----- Exercise data -----

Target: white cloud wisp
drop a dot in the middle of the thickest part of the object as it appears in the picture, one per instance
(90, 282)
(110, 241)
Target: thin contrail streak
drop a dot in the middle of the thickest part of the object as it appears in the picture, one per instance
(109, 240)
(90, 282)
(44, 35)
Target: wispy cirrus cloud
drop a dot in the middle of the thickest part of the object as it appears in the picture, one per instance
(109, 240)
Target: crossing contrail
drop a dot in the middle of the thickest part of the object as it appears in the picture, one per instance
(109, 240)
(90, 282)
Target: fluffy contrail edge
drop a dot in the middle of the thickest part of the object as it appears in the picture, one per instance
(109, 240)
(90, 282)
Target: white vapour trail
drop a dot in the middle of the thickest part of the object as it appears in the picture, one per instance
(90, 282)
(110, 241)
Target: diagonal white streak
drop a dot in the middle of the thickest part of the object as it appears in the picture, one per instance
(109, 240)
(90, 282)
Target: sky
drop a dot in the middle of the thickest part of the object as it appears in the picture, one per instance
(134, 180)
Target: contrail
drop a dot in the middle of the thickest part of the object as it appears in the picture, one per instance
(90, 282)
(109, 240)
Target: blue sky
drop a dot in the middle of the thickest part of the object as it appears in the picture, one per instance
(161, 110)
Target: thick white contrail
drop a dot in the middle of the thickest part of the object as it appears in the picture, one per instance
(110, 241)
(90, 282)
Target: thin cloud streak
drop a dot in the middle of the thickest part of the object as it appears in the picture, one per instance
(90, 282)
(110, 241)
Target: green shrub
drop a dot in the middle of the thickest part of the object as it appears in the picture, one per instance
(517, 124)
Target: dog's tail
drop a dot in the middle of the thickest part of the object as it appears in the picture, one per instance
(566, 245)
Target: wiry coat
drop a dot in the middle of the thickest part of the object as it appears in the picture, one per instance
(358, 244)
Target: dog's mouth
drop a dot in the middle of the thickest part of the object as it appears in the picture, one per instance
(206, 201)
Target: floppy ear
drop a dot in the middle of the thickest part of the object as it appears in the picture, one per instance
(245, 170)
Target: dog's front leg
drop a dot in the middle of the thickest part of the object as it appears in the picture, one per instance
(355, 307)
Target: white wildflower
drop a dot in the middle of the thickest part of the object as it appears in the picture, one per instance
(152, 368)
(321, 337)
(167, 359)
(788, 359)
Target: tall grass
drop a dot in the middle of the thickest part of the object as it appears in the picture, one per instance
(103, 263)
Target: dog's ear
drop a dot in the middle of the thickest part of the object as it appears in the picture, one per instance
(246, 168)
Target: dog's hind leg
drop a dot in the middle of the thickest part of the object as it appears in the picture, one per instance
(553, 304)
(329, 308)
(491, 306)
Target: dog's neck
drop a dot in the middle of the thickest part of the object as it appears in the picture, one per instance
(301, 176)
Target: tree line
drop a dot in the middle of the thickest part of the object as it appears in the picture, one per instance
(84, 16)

-----

• _Exercise objective_
Please copy out each entry exactly as it appears above.

• _Answer space_
Target: white cloud wisp
drop a dot in the middle of the thickest part of the object as it appears in the picture, one per instance
(90, 282)
(110, 241)
Target: thin contrail streak
drop a dot in the middle of the thickest part of the object as it appears in the picture, one per instance
(109, 240)
(90, 282)
(44, 35)
Target: wispy cirrus cloud
drop a dot in the middle of the thickest part of the object as it appears in the picture, one per instance
(109, 240)
Target: crossing contrail
drop a dot in the middle of the thickest part of the object as it appears in the picture, one per instance
(109, 240)
(90, 282)
Target: fluffy contrail edge
drop a dot in the middle of the thickest part of the object as it appears in the picture, one per instance
(109, 240)
(90, 282)
Target: white vapour trail
drop a dot in the middle of the thickest part of the object as it appears in the picture, one per instance
(90, 282)
(110, 241)
Target: diagonal white streak
drop a dot in the middle of the thickest part of the object as it appears in the picture, one per instance
(109, 240)
(90, 282)
Target: sky
drop a dot in the middle of the thickest part of the object as it appears in the picture, one per instance
(134, 180)
Target: contrail
drop a dot in the middle of the thickest part of the object as it appears in the picture, one per instance
(90, 282)
(109, 240)
Target: blue sky
drop a dot in the middle of the thickest part of the object as it appears in the picture, one per instance
(161, 110)
Target: thick white contrail
drop a dot in the middle of the thickest part of the object as it appears in the picture, one per instance
(110, 241)
(90, 282)
Target: thin cloud streak
drop a dot in the middle of the thickest part of the object as it appears in the picture, one per instance
(90, 282)
(110, 241)
Target: green shrub
drop a dot in the middle of the thickest part of the object as it appears in the picture, one per instance
(517, 124)
Target: dog's tail
drop a dot in the middle of the thickest part of the object as it appears in the picture, one per instance
(566, 245)
Target: wiry coat
drop a dot in the middle of the thickest part of the object as it appears in the picture, one per instance
(358, 244)
Target: dog's mouth
drop a dot in the middle of the thickest part of the object as it appears in the picture, one per instance
(206, 201)
Target: floppy ear
drop a dot in the middle of the thickest part of the object as it appears in the picture, one per instance
(245, 170)
Target: dog's front leg
drop a dot in the middle of the thickest part of the object as it appears in the picture, one per instance
(355, 307)
Target: white wildflower
drop a dot in the middle of the thickest part of the object as it appears in the picture, one per instance
(152, 368)
(321, 337)
(167, 359)
(788, 359)
Target: tall grass
drop a dot in the middle of the thickest part of the object as it appears in the picture, one per instance
(103, 263)
Target: dog's ear
drop a dot in the middle of the thickest part of the object as it appears in the picture, one per instance
(246, 168)
Target: dog's hind leg
drop a dot in the middle of the thickest part of the object as it appears in the picture, one per instance
(553, 304)
(329, 308)
(491, 306)
Target: dog's neck
drop a dot in the middle of the thickest part of the object as it appears in the picture, one per instance
(301, 176)
Target: tree line
drop a dot in the middle of the thickest part of the object as it appears in the picture, one per instance
(84, 16)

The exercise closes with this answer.